» **What is required**:
Swap "pin" for "marker" everywhere in the material below, and give it back otherwise unchanged, leaving out the pictures.

» **Exercise data**:
** START **

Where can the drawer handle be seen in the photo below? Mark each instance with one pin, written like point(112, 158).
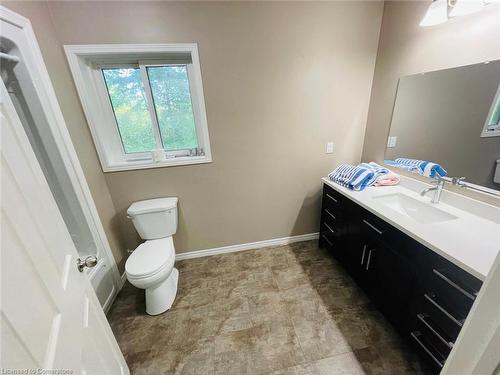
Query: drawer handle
point(328, 227)
point(369, 258)
point(443, 310)
point(415, 336)
point(469, 295)
point(363, 255)
point(372, 226)
point(422, 317)
point(332, 215)
point(332, 198)
point(327, 240)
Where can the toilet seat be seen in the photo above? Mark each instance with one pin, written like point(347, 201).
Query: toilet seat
point(150, 258)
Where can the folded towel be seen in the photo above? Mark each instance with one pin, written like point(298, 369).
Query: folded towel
point(422, 167)
point(388, 179)
point(357, 177)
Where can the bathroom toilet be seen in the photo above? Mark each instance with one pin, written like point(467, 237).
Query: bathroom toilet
point(151, 265)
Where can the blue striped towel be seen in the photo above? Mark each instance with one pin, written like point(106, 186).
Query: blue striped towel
point(357, 177)
point(422, 167)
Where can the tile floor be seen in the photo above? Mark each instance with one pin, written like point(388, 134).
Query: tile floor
point(282, 310)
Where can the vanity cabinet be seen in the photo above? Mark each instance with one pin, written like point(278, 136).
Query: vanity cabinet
point(426, 297)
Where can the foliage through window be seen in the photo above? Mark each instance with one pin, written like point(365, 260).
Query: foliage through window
point(170, 113)
point(143, 102)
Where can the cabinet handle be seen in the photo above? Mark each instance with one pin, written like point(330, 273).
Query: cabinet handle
point(363, 255)
point(372, 226)
point(469, 295)
point(415, 336)
point(332, 198)
point(328, 227)
point(332, 215)
point(443, 310)
point(327, 240)
point(369, 258)
point(422, 317)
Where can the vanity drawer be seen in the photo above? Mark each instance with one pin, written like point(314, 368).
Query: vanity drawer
point(435, 335)
point(426, 348)
point(373, 227)
point(445, 319)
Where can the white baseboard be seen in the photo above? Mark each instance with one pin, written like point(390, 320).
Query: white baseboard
point(246, 246)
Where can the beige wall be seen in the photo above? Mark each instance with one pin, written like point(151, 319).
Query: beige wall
point(53, 55)
point(405, 48)
point(280, 80)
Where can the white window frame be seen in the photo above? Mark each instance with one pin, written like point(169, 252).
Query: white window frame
point(86, 63)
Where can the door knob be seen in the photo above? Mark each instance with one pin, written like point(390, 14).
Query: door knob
point(89, 262)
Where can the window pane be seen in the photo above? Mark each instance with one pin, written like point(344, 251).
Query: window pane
point(130, 108)
point(172, 101)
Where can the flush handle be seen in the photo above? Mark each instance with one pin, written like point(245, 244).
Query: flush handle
point(88, 262)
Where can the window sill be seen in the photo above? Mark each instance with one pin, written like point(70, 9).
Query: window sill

** END **

» **Complete output**:
Where can the drawer handle be seen in the photo below? Mark each instance with one marker, written like point(112, 158).
Query: drawer handle
point(328, 227)
point(369, 258)
point(443, 310)
point(415, 336)
point(469, 295)
point(363, 255)
point(372, 226)
point(422, 317)
point(332, 215)
point(332, 198)
point(327, 240)
Where can the toilet seat be seen in the photo above? Mark each instance with one marker, written like point(347, 201).
Query: toilet seat
point(150, 258)
Where can the folded towel be seen in the photo above? Mark each instance with one marker, written like point(298, 369).
Query: folded towel
point(422, 167)
point(388, 179)
point(357, 177)
Where can the bathroom toilet be seen in the photo above? Mark each instance with one marker, written like point(467, 237).
Query: bathroom toilet
point(151, 265)
Where can the blue striped towel be seen in the photo above? Mark each instance with one marker, written like point(106, 186).
Query: blue striped towel
point(357, 177)
point(422, 167)
Where can the tile floor be seen in the photo above? Mark each instance with one marker, written like point(388, 134).
Query: tile floor
point(282, 310)
Where can the vanity cabinet be seen in the photo above? Mark each instance with one marker, written like point(278, 136).
Query: vanity cabinet
point(426, 297)
Where can the foliage through window be seen in the photo above? Mark each instance with one marker, written like point(365, 260).
Query: foliage through window
point(170, 113)
point(143, 102)
Where can the cabinet handle be seen in the photo above? Mark each instance with one marker, written like point(330, 273).
Query: cabinet handle
point(363, 255)
point(372, 226)
point(469, 295)
point(415, 336)
point(332, 198)
point(328, 227)
point(332, 215)
point(443, 310)
point(327, 240)
point(369, 258)
point(422, 317)
Where can the vanity drawer be seen in the photo above? Mark each instance with one marker, written like point(314, 368).
Query: vanity drawer
point(435, 335)
point(426, 348)
point(373, 227)
point(445, 319)
Where can the white baseboard be seen in the photo above? Mark each instance with one marker, written like point(390, 320).
Query: white baseboard
point(246, 246)
Where can the beige wall be seen in the photo above? Mark each instance with one marker, written like point(151, 319).
Query: beige wall
point(53, 55)
point(405, 48)
point(280, 80)
Where can the white window frame be seen in the photo above? Mark each instance with one marker, written like point(169, 252).
Query: white window frame
point(86, 63)
Where can the door knob be seen in the photo above? Mark each instance with one marker, written like point(390, 14).
Query: door knob
point(89, 262)
Where can the window pane be seen in the photo above? Mark each instance with one marker, written like point(344, 251).
Query: window pane
point(130, 108)
point(172, 101)
Where can the flush handle be seen in the photo above? Mark each instance with one marker, written like point(245, 244).
Query: flush handle
point(88, 262)
Where can the window sill be seen in the photo above? Mark each instance with one marker, written like point(70, 9).
Query: window sill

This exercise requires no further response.